Under this line are the records; write out word for word the part that begins at the line containing "positive clicks: (64, 195)" and ends at the line containing "178V170L18 171L9 187L18", and no more.

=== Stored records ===
···

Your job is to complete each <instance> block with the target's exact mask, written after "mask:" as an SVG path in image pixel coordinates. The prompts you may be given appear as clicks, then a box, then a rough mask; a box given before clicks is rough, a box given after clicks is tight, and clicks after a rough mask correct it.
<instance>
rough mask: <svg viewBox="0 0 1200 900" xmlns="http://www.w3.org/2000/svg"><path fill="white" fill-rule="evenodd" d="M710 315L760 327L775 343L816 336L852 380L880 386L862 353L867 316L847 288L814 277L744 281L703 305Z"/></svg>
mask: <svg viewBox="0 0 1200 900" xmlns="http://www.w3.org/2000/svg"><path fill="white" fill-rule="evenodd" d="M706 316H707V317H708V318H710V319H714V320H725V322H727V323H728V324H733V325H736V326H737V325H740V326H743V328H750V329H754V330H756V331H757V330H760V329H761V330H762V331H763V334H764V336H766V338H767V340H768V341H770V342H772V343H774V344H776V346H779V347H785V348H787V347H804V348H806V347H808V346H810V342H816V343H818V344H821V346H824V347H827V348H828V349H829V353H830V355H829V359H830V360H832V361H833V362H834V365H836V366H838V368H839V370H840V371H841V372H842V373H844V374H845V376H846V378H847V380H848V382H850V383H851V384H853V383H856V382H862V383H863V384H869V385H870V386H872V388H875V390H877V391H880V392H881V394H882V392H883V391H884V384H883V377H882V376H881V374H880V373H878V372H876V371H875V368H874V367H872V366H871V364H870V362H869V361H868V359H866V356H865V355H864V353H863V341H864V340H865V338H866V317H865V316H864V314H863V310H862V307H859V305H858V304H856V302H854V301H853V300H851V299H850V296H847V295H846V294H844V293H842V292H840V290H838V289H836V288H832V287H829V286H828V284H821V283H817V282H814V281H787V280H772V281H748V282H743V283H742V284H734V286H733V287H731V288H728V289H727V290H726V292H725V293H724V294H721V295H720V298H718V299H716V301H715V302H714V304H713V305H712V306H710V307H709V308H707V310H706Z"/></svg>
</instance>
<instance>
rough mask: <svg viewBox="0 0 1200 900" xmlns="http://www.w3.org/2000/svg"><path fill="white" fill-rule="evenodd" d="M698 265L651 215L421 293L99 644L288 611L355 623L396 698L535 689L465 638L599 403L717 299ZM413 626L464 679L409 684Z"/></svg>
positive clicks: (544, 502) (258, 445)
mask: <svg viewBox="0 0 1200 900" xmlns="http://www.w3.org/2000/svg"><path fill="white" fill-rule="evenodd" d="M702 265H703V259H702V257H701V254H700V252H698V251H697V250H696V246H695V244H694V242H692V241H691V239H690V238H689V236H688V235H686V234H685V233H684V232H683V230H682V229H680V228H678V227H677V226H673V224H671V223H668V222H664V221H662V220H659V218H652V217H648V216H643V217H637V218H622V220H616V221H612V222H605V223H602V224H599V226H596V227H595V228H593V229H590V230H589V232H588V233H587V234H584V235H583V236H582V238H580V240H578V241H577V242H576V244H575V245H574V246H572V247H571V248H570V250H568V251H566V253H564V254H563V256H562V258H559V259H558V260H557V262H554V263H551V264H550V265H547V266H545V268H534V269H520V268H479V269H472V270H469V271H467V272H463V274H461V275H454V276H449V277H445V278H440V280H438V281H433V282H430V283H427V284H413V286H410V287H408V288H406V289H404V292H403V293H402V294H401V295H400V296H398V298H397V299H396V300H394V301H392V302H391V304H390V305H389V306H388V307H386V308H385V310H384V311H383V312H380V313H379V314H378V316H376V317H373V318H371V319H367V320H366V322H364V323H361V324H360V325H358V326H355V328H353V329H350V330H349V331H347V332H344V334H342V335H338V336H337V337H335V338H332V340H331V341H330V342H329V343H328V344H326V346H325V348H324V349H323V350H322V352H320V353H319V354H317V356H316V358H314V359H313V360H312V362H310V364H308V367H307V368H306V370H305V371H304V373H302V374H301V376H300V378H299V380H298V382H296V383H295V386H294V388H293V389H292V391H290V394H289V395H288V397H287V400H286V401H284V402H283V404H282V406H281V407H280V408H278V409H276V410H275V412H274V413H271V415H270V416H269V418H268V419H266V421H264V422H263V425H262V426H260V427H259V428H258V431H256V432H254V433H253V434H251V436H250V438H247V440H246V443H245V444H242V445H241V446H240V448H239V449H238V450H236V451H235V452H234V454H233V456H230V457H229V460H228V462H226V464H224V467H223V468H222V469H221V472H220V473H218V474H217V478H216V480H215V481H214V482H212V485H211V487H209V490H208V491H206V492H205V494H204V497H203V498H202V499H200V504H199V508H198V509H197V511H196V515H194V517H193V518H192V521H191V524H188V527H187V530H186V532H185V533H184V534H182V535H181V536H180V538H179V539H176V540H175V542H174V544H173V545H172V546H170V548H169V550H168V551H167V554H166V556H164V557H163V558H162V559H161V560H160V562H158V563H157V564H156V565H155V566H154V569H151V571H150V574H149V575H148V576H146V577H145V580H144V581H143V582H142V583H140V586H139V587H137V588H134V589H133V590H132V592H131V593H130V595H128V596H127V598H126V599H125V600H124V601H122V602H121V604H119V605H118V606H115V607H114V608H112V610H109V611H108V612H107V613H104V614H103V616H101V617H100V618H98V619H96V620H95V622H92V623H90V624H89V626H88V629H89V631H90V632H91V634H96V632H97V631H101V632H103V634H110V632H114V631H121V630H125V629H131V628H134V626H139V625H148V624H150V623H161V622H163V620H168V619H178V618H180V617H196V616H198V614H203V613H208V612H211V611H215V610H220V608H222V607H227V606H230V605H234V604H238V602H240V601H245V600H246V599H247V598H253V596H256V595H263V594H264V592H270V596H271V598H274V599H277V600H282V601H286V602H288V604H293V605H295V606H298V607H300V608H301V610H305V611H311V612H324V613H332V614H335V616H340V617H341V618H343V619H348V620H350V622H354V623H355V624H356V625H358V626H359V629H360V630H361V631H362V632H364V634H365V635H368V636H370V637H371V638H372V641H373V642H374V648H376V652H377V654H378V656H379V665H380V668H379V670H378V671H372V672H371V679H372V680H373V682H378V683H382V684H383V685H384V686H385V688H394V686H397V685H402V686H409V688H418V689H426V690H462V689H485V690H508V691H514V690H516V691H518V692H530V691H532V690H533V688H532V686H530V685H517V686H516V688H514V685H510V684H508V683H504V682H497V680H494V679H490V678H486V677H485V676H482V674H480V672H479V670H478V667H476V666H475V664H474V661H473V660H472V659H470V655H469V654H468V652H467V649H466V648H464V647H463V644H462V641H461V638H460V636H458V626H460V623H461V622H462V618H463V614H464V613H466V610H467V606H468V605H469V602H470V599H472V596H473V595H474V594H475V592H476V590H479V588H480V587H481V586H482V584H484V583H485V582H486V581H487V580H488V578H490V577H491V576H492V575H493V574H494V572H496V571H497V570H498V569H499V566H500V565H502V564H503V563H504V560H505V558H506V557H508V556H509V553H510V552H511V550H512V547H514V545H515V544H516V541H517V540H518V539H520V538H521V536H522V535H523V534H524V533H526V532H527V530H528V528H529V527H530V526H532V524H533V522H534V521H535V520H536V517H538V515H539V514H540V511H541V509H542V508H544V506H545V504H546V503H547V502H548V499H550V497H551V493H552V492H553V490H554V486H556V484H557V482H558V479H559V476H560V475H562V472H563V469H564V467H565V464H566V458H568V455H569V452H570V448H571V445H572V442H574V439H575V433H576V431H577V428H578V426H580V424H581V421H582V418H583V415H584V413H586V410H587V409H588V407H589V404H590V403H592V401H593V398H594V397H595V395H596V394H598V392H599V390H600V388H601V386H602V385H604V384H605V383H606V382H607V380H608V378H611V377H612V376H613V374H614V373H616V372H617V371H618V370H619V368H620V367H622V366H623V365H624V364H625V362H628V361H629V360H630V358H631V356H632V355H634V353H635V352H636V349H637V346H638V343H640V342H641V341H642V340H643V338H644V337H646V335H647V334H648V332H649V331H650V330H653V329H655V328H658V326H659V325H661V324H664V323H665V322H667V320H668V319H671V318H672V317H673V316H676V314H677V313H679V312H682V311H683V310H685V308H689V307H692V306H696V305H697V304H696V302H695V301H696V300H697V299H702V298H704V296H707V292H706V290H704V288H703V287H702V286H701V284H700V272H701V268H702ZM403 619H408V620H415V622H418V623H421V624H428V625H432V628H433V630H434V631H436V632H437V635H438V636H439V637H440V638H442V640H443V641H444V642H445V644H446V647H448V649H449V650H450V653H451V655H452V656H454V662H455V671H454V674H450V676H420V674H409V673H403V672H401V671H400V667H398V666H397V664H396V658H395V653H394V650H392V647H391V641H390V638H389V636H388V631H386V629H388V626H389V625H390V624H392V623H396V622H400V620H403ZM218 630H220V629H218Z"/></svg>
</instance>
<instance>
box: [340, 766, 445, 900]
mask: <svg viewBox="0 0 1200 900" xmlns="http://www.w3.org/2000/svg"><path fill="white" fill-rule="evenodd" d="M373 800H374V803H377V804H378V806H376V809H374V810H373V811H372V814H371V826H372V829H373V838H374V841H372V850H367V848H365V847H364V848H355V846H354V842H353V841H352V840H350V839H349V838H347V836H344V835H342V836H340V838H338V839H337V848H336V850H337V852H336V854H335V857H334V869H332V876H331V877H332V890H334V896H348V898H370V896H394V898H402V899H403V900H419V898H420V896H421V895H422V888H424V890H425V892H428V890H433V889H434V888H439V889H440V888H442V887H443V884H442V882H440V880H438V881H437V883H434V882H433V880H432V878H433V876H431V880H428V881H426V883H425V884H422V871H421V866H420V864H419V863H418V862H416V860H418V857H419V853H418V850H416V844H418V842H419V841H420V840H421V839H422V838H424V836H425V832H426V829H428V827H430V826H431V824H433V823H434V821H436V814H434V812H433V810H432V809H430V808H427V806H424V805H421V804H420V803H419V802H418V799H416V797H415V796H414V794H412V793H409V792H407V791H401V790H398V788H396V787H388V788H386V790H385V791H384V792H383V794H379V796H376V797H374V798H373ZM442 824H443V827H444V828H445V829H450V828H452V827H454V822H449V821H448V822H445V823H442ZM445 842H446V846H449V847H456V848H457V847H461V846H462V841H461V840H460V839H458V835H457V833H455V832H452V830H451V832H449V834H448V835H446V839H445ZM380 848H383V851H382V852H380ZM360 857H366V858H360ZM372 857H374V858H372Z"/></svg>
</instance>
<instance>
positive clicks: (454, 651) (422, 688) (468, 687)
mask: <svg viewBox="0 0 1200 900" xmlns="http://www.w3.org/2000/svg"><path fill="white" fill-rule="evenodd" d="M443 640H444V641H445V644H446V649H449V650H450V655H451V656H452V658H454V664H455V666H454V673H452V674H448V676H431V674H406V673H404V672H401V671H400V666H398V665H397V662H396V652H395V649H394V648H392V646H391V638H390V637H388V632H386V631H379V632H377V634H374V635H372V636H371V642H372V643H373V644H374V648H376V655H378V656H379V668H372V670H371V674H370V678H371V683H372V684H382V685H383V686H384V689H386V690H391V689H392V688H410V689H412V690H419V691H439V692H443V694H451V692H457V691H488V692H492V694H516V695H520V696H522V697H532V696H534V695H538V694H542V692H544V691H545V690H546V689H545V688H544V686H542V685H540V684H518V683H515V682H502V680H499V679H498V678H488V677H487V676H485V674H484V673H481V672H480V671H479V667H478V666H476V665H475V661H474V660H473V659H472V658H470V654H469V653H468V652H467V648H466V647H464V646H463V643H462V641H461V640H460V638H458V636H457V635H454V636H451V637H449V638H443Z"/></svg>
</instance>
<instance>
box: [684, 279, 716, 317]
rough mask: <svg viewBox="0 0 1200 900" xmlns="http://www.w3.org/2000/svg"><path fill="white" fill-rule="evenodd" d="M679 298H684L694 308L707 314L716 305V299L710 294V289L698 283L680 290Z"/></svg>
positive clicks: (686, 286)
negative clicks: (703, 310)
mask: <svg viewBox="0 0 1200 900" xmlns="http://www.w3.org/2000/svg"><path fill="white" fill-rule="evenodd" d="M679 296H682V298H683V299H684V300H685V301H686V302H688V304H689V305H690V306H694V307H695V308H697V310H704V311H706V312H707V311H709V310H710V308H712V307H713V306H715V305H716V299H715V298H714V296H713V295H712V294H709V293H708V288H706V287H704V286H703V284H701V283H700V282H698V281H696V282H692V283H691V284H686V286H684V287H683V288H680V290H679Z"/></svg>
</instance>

···

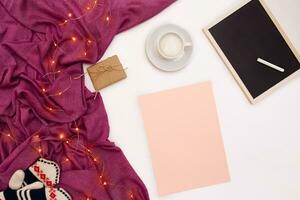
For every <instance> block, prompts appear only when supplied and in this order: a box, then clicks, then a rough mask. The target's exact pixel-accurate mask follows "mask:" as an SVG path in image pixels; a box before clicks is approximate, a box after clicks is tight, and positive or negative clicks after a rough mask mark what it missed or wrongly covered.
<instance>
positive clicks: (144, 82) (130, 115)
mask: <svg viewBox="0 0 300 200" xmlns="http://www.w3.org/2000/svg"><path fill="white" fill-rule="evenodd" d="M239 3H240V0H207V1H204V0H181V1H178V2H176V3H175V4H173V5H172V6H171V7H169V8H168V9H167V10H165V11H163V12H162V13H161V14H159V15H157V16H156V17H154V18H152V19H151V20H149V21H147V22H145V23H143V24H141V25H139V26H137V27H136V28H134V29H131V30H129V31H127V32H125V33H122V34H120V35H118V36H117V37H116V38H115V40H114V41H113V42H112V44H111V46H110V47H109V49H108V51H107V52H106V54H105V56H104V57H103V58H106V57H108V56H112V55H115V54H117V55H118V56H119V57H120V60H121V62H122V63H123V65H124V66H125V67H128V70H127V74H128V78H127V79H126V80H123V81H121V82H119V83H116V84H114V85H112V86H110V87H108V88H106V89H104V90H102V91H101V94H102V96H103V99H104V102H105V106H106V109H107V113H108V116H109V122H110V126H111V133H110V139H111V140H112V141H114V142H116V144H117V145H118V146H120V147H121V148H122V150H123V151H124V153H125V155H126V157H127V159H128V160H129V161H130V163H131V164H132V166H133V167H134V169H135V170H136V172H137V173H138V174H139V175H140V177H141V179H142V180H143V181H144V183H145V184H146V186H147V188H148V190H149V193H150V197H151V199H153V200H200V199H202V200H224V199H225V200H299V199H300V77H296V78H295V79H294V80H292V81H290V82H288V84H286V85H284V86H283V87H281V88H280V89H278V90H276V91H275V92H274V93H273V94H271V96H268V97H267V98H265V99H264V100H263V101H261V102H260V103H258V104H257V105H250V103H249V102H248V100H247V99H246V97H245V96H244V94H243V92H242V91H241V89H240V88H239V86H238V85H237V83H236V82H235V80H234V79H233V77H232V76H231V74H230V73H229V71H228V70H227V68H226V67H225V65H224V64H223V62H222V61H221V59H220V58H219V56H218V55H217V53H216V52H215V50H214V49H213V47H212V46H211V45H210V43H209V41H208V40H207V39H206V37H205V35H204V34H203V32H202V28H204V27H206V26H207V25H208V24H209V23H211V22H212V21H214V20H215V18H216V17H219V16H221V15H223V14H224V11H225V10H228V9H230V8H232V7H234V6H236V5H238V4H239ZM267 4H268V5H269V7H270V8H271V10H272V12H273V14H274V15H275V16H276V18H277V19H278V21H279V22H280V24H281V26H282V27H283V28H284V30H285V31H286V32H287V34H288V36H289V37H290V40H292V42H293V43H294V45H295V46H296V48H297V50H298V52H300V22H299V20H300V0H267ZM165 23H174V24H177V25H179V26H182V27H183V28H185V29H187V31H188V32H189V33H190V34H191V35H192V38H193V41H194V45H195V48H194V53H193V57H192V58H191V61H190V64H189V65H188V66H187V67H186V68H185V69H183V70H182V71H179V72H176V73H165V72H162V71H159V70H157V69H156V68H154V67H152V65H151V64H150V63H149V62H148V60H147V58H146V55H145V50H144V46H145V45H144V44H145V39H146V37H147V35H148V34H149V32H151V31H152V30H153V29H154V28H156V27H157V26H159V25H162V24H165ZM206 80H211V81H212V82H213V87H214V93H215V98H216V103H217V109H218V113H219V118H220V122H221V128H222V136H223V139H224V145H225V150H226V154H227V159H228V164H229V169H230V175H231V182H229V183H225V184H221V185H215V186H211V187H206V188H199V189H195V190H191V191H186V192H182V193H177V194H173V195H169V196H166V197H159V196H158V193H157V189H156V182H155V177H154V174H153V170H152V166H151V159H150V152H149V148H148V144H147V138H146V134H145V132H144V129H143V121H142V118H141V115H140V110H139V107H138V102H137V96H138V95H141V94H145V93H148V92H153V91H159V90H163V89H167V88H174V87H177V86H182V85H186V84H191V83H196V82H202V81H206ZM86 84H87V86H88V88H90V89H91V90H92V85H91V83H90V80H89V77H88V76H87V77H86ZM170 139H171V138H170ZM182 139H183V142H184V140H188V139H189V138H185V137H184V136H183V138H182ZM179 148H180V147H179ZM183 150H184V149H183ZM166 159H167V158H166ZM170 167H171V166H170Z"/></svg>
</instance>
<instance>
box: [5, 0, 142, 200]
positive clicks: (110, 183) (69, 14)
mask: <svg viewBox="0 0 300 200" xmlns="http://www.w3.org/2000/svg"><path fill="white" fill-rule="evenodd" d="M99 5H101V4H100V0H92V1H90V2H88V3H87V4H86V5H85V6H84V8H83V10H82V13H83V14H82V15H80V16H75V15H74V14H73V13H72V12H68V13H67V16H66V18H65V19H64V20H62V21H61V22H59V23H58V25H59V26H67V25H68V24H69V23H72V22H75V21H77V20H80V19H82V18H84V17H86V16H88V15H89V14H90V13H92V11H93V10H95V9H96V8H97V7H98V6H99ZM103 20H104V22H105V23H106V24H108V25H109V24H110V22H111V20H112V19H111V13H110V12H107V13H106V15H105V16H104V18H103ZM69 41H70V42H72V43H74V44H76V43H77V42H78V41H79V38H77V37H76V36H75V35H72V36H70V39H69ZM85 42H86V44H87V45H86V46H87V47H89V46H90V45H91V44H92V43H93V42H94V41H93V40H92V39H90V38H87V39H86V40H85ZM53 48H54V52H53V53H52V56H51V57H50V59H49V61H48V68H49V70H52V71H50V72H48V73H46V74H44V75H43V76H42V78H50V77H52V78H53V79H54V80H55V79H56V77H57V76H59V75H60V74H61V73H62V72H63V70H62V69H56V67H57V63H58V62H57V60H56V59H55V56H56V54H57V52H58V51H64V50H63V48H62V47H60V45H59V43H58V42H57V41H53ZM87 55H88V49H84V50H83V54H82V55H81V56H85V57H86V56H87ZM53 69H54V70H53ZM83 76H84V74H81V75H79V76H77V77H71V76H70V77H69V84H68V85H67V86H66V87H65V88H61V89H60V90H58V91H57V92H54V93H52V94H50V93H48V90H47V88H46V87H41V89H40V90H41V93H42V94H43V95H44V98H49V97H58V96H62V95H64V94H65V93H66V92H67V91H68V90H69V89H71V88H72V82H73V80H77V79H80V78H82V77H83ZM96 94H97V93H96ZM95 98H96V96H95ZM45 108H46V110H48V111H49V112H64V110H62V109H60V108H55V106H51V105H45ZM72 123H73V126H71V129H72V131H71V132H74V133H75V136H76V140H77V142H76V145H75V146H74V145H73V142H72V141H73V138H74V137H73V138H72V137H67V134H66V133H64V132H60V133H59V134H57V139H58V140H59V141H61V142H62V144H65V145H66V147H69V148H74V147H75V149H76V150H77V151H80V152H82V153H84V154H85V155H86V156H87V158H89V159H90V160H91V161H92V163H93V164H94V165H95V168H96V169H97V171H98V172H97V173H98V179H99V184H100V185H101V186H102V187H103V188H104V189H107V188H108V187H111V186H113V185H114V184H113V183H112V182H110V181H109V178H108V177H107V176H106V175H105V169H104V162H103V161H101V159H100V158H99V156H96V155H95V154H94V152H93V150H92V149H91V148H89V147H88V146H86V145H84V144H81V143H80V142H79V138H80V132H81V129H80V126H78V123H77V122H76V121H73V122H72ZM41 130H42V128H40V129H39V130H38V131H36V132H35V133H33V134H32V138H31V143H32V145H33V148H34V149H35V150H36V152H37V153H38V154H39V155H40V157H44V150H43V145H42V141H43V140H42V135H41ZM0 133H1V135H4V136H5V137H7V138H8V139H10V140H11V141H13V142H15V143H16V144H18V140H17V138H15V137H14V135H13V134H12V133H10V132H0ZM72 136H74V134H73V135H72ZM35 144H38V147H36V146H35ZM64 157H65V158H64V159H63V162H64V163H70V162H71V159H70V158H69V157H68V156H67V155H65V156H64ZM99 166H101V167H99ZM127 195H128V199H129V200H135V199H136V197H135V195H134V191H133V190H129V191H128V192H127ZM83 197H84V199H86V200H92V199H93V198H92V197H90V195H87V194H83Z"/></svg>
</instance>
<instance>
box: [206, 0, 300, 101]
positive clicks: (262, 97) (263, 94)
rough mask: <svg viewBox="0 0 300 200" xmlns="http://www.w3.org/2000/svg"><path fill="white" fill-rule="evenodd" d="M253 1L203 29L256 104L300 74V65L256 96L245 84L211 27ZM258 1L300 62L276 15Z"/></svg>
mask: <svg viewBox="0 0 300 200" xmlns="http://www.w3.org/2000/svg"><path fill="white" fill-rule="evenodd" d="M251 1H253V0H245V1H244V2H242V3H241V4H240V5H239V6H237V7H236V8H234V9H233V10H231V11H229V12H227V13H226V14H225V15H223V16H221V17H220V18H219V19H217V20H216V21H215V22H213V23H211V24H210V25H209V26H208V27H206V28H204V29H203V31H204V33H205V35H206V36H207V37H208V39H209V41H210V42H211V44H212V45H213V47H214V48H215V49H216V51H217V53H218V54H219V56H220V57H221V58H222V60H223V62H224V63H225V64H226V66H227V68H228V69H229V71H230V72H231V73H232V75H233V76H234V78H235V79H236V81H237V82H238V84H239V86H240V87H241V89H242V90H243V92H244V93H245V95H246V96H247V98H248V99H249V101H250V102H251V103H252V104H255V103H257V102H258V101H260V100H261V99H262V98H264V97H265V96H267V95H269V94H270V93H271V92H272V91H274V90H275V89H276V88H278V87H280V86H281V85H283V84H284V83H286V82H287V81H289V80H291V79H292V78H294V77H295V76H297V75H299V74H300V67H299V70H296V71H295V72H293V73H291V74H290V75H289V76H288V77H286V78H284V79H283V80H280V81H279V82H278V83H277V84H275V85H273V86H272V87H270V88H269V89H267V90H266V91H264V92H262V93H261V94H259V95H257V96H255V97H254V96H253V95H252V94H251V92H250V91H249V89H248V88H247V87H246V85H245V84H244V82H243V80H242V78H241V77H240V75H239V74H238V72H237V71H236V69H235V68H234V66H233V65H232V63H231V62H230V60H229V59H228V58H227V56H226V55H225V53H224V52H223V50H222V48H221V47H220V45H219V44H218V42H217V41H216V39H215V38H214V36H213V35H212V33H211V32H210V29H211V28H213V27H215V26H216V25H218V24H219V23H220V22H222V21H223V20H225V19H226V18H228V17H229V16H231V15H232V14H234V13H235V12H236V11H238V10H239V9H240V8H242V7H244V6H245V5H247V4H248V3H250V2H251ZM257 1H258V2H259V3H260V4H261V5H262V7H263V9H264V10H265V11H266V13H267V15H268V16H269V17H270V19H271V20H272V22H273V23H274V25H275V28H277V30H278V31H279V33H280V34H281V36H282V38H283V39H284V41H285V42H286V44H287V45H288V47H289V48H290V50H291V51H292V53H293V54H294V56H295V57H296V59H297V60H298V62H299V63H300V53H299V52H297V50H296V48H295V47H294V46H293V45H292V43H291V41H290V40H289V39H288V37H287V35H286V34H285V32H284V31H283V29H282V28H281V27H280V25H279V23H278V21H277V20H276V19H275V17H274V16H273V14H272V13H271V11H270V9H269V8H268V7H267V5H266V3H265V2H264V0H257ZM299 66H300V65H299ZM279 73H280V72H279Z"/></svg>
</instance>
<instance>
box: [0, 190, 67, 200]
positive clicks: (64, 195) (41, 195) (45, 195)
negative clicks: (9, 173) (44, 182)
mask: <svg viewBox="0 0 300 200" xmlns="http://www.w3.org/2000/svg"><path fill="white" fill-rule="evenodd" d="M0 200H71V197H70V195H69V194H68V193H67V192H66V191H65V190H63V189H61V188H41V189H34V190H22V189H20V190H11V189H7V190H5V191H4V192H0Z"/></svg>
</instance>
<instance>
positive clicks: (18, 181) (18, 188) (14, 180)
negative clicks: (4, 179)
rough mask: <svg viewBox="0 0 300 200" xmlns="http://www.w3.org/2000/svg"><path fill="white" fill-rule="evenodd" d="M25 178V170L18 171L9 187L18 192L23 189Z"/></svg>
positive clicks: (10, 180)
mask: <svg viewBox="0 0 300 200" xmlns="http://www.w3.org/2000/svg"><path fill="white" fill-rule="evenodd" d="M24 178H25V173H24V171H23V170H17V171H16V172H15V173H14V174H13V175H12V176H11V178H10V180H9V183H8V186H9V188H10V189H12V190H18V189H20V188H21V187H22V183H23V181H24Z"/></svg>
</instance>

···

=== SOLUTION TO THE PROBLEM ===
positive clicks: (64, 195) (41, 195) (45, 195)
negative clicks: (9, 173) (44, 182)
mask: <svg viewBox="0 0 300 200" xmlns="http://www.w3.org/2000/svg"><path fill="white" fill-rule="evenodd" d="M0 200H71V197H70V195H69V194H68V193H67V192H66V191H65V190H63V189H61V188H41V189H34V190H22V189H20V190H11V189H7V190H5V191H4V192H0Z"/></svg>
</instance>
<instance>
positive clicks: (18, 181) (18, 188) (14, 180)
negative clicks: (4, 179)
rough mask: <svg viewBox="0 0 300 200" xmlns="http://www.w3.org/2000/svg"><path fill="white" fill-rule="evenodd" d="M25 178V170L18 171L9 187L18 192L23 189Z"/></svg>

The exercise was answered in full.